===== Selected text =====
I said if the boundary of a compact, convex set is a manifold
I saw that question on main
Oh, I missed that, Demonark. So in that case you can probably prove distance to the boundary is smooth, applying convexity somehow.
Yeah
But I don't know that immediately.
05:14
If it's a smooth submanifold, I think you just use distance squared
or distance
which is automatically smooth away from the origin
Oh, sure I do.
Right, @PVAL.
since its smooth on R^n
away from the origin.
Oh, and we use convexity to prove each ray from the origin intersects precisely once.
That will fail for star-shaped.
nah it still works
The difficulty is showing diffeos for star-shaped sets where the boundary isn't a smooth manifold
i.e. showing the interior is diff. to \Bbb R^n
Assuming manifold you mean? The problem Spivak assigned us was for any star-shaped compact set, I'm pretty sure. I can look in his book.
OK.
05:16
Hey @Alessandro!
Oh, it must be Alessandro's morning.
Hi @Dami @Ted
@Ted If the boundary isn't smooth then it doesn't really make any sense.
It is my morning as well :P
Lol jk
05:16
@PVAL: I think the problem was to prove the open set is diffeo to a ball. I'll look it up.
It's not morning until the sun rises if allnighter, or otherwise when the alarm goes off to wake up :P
I'll take a bet that Spivak didn't know how hard that was.
6
Q: Is there a citeable reference for star-shaped open subsets of R^n being diffeomorphic to R^n?

Dmitri PavlovA folk theorem says that star-shaped open subsets of R^n are diffeomorphic to R^n. Is there a citeable reference for this result? For the sake of being definite, let's say that “citeable” means indexed by Mathematical Reviews or Zentralblatt, or available on arXiv. (The answer https://mathoverf...

30
A: What are the open subsets of $\mathbb{R}^n$ that are diffeomorphic to $\mathbb{R}^n$

Georges ElencwajgAd question 1): Yes, all open star-shaped subsets of $\mathbb{R}^n$ are diffeomorphic to $\mathbb{R}^n$. This is surprisingly little-known and there is a proof due to Stefan Born. You can find this (fairly complicated) proof in Dirk Ferus's course notes http://www.math.tu-berlin.de/~ferus...

Oh, no, he just gave homeomorphic, @PVAL, but then gave a picture (which I was remembering) where the obvious construction fails miserably.
The second question is the one I meant to link
The answer there uses Whitney extension.
which is HARD...
and its still a really non-obvious construction from that.
I remember learning Whitney extension in my dynamical systems class first year in grad school. I thought it was so f***ing awesome.
Anyhow, Spivak just asks homeo. I'm still not sure I remember how.
Convex is easy.
05:20
you still do the obvious thing
and project away from the star point.
=====
__Exercise tasks__
- A) List every distinct name that follows an @ sign in the chat about star-shaped sets.
- B) Pick up the chat about star-shaped sets after its final message and continue it with a few more messages.
===== Data block =====
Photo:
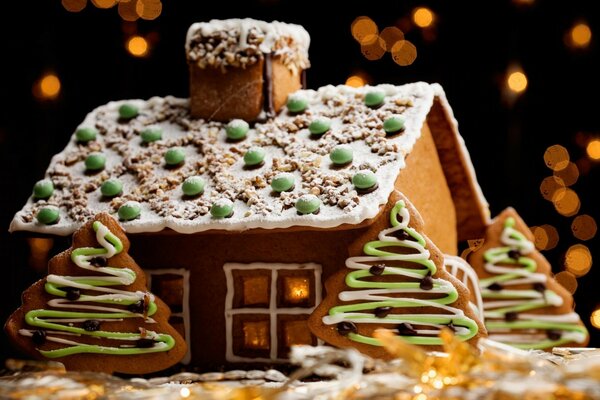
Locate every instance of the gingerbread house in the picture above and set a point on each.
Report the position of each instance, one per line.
(241, 200)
=====
__Answers below__
- A) PVAL, Alessandro, Dami, Ted

- B)
The obvious thing fails.
@Ted Do you recommend doing dynamical systems at some point? It sounds like a neat subject
okay, then whats the counterexample?
It's amazingly neat, Demonark. For a warm up for undergrads, see Hirsch-Smale's beautiful book.
Spivak draws the picture of a disk with a hair growing in from the boundary along the radius, @PVAL (part way only to the origin, of course).
Will do. I think in the RTG bootcamp we're gonna do some but probably not much
(Maybe I should talk to Amie Wilkinson)
Ah, right, I remember Hirsch-Smale!
A few of us were using that with Perko for ODEs, I also like it. :)
05:22
@Ted That isn't starshaped to me.
Sure it is, @PVAL, relative to the origin.
Then I don't understand your construction.
Distance from the origin to the boundary is very discontinuous.
@Alessandro: Did you do OK on your probability exam?
It'll begin in an hour more or less @Ted
Star-shaped (according to wikipedia) means that there exists an x_0 in your set where the line segment between x and x_0 is always in your set.
05:24
Oh, well, do well. I've got confidence in you. :)
Yes, @PVAL, my $x_0$ is the origin.
("with respect to")
ahh I see
"Question 1: Find your expected score"
You have like a complete singularity along the line.
well, the distance to the boundary function, as a function of $\theta$ is $1$ everywhere except one value, where it's $1/2$, say.
@TedShifrin Thanks, it's definitely not my favourite subject, but I feel fairly read
05:26
I actually loved learning/teaching it, @Alessandro, but you and I have very different tastes. :)
Lol I'm still conflicted on probability
I would expect nothing less from you, Demonark.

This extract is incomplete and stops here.